EXERCISE DESCRIPTION - Rewrite the lines from the one containing "point: sky -- one" through the end of the data, replacing "instance" with "occurrence" and leaving everything else unchanged.

PROVIDED RECORDS -
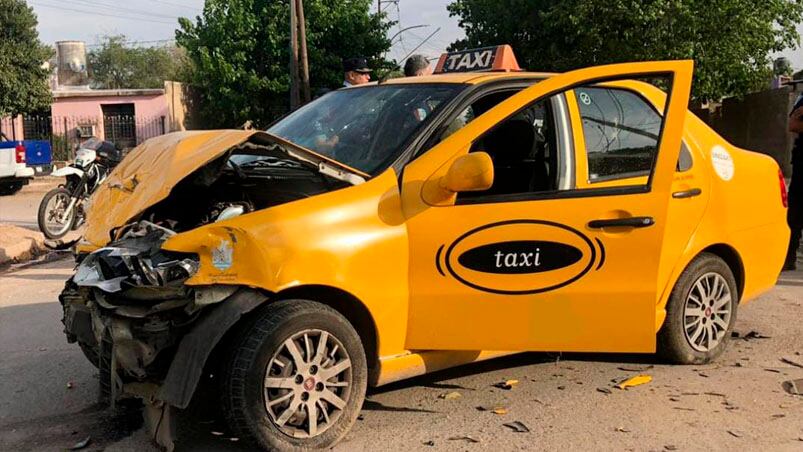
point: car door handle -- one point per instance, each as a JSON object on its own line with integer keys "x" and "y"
{"x": 633, "y": 222}
{"x": 687, "y": 193}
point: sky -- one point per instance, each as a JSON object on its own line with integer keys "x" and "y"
{"x": 155, "y": 20}
{"x": 152, "y": 22}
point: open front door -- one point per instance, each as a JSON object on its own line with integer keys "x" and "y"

FINAL RESULT -
point: sky -- one point per occurrence, each as a JSON object on its own line with integer keys "x" and "y"
{"x": 155, "y": 20}
{"x": 152, "y": 22}
point: open front door -- one point per occurrence, each as a JSON object on its own line with integer keys "x" and "y"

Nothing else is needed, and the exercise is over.